-- What to do --
Will you quote all of the entries, word for word?

-- The input --
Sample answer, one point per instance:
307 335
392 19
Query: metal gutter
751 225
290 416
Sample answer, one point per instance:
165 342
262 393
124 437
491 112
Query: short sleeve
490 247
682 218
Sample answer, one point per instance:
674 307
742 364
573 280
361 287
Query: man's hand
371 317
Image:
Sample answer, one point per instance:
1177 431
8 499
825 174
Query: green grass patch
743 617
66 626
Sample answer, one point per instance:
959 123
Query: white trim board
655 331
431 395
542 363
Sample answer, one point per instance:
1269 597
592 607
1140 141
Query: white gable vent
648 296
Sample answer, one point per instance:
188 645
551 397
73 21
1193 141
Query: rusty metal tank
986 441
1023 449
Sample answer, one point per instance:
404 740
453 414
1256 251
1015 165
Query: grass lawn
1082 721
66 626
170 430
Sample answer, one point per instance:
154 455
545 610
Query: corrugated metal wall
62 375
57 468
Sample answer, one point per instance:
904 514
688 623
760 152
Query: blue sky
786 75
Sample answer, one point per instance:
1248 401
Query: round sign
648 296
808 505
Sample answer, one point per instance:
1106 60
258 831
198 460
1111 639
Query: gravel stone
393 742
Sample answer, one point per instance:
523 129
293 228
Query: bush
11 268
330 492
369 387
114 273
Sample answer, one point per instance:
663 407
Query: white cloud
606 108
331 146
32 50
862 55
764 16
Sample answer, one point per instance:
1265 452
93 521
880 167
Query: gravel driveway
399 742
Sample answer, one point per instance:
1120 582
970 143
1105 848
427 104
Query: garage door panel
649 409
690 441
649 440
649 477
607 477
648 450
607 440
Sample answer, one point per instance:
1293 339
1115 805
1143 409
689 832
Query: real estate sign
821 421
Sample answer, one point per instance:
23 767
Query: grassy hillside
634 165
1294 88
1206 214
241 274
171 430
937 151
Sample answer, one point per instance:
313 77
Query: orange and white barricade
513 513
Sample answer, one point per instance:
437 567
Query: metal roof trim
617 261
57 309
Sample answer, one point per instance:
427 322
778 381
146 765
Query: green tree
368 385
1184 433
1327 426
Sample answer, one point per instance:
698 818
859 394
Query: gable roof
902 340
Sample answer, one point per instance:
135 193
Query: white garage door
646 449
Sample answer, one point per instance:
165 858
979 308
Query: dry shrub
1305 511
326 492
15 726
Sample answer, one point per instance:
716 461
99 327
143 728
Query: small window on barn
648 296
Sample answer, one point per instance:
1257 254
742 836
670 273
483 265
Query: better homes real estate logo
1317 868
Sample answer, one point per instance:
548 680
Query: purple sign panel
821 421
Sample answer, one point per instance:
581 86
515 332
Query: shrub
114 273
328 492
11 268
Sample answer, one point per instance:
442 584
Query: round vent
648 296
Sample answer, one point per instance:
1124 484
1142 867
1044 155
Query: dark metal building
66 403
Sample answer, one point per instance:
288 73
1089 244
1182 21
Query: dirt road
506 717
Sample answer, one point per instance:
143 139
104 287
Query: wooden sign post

-- Task output --
Sample answer, one point per instance:
307 335
392 19
Query: metal gutter
751 225
290 416
Sample answer, one point per instance:
165 342
262 393
124 437
491 112
Query: short sleeve
490 247
682 218
Sample answer, one point per instance:
674 307
742 364
573 280
361 287
Query: man's hand
371 317
Image:
Sample answer, one point per instance:
1177 431
8 499
825 174
Query: green grass patch
743 617
66 626
Sample answer, one point per instance:
959 123
Query: white trim board
655 331
431 395
542 363
Sample answer, one point per instance:
1269 597
592 607
1140 141
Query: white gable vent
648 296
Sample answer, one point per instance:
188 645
551 397
73 21
1193 141
Query: rusty metal tank
986 441
1023 449
Sample answer, one point per instance:
404 740
453 414
1256 251
1015 165
Query: grass lawn
1082 721
66 626
170 430
Sample answer, one point per instance:
154 455
545 610
Query: corrugated metal wall
62 375
57 468
Sample answer, one point per instance:
904 514
688 623
760 152
Query: blue sky
786 75
Sample answer, one point per instance:
1248 401
Query: round sign
648 296
808 505
Sample answer, one point per instance:
1106 60
258 831
198 460
1111 639
Query: gravel stone
393 742
Sample answer, one point per instance:
523 129
293 228
Query: bush
11 268
330 492
369 387
114 273
Sample answer, one point per instance:
663 407
Query: white cloud
606 108
331 146
32 50
862 55
764 16
Sample answer, one point per instance:
1265 452
93 521
880 167
Query: gravel driveway
399 742
Sample answer, one point per instance:
1120 582
970 143
1105 848
427 104
Query: garage door panel
649 409
690 441
649 440
649 477
607 477
648 450
607 440
Sample answer, one point per instance:
1293 339
1115 805
1143 409
689 832
Query: real estate sign
821 421
Sample answer, one point per instance:
23 767
Query: grassy hillside
634 165
1294 88
1206 214
241 274
171 430
937 151
Sample answer, one point per instance:
313 77
Query: orange and white barricade
513 513
Sample answer, one point per instance:
437 567
Query: metal roof trim
617 261
57 309
Sample answer, one point per instance:
427 322
778 381
146 765
Query: green tree
368 385
1184 433
1327 426
Sample answer, one point per instance:
698 818
859 394
Query: gable roof
902 340
Sample answer, one point per instance:
135 193
Query: white garage door
646 449
Sample answer, one point per instance:
165 858
979 308
Query: dry shrub
1305 511
326 492
15 726
Sample answer, one point per instance:
716 461
99 327
143 728
Query: small window on barn
648 296
Sample answer, one point per instance:
1257 254
742 836
670 273
483 265
Query: better homes real estate logo
1317 868
Sample answer, one point per instance:
548 680
Query: purple sign panel
821 421
Sample answer, one point per instance:
581 86
515 332
Query: shrub
114 273
328 492
11 268
Sample answer, one point per instance:
442 584
Query: round vent
648 296
Sample answer, one point per instance:
1124 484
1142 867
1044 155
Query: dark metal building
66 403
Sample answer, one point per instance:
288 73
1089 244
1182 21
Query: dirt road
506 717
Sample answer, one point per instance:
143 139
104 287
Query: wooden sign post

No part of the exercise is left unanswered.